Our Opinion: CCC seeks fairness in state pot rules

As the Bay State navigates its way into the uncharted waters of recreational marijuana regulation, a newly created board and its chairman are buffeted by winds from every point on the compass. In a visit to The Eagle on Monday, Steven Hoffman, chairman of the state's Cannabis Control Commission, emphasized that his job and that of the agency he heads is to stay on course and develop regulations to implement the new law legalizing recreational manufacturing, processing, storage, transport and use, and to do so as transparently and fairly as possible. His visit to the Berkshires was testament to his philosophy of openness — it was one of the preliminary stops on a 10-stop listening tour throughout the state welcoming input from all stakeholders and would-be stakeholders in the soon-to-be established industry.

Farmers in the Berkshires view marijuana as a potentially lucrative cash crop capable of revitalizing the county's agricultural sector, and members of the farming community made their wishes and concerns known on Monday to Mr. Hoffman at a public hearing at Berkshire Community College. Mr. Hoffman, who is an established figure in the corporate world, may not have firsthand knowledge of farming, but he has turned an attentive ear to concerns that big medical marijuana agribusinesses in the eastern part of the state are already muscling in on an industry that doesn't even exist yet. Indeed, as Mr. Hoffman told The Eagle, such businesses have the wherewithal to hire lobbyists to argue their case with the CCC, which they have done with vigor.

[Dataset entries]
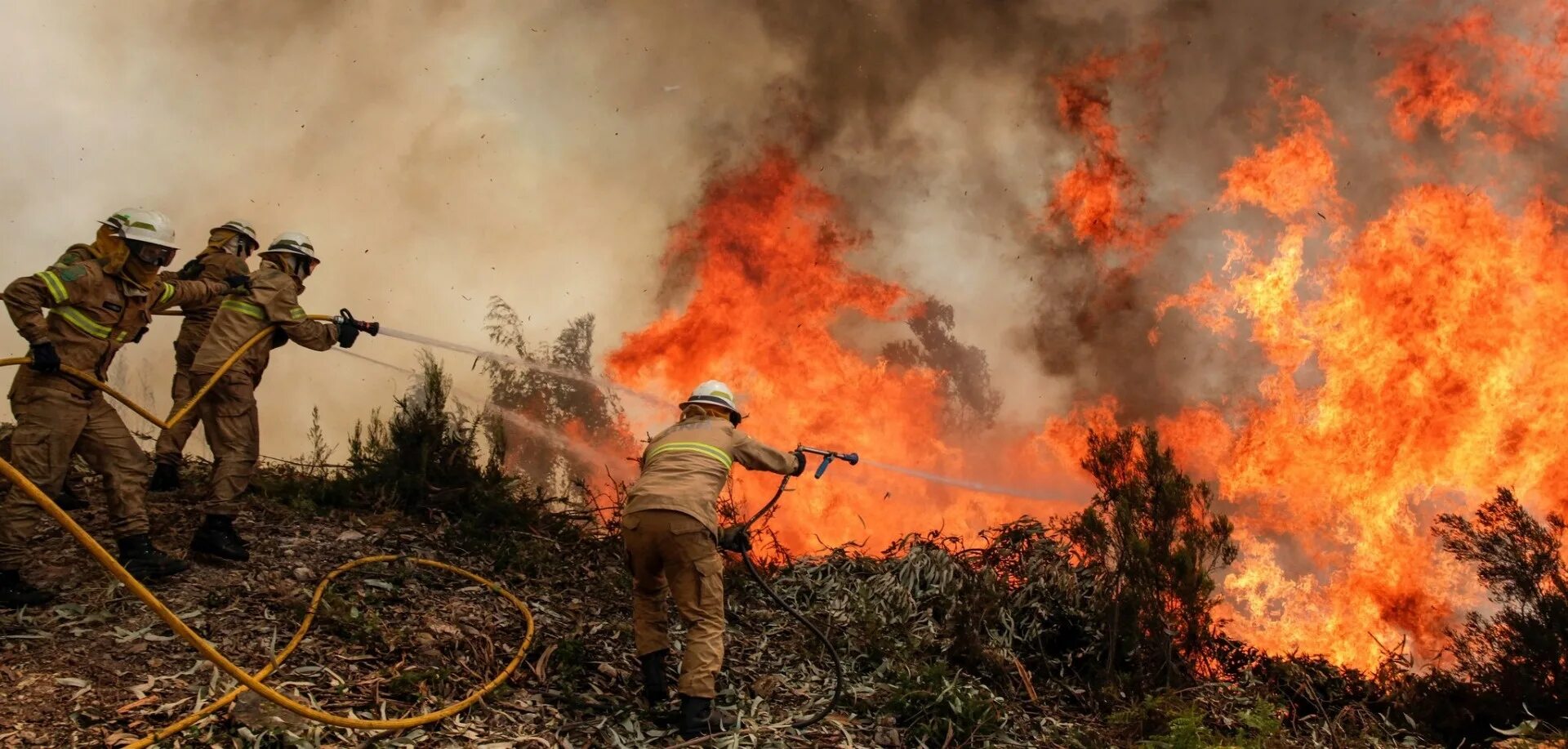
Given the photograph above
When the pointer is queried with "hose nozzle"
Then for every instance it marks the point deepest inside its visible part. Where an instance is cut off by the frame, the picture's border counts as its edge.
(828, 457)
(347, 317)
...
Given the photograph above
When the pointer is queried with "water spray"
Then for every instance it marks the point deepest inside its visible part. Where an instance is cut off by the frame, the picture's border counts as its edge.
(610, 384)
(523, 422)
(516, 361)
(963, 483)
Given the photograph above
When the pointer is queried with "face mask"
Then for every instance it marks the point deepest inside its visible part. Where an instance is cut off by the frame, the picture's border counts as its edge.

> _EXERCISE BRIEF_
Translate this sentence from the editorial on state marijuana rules into Spanish: "Indeed, as Mr. Hoffman told The Eagle, such businesses have the wherewithal to hire lobbyists to argue their case with the CCC, which they have done with vigor."

> _FINAL ANSWER_
De hecho, como el Sr. Hoffman le dijo a The Eagle, tales empresas tienen los medios para contratar cabilderos que defiendan su causa ante la CCC, cosa que han hecho con vigor.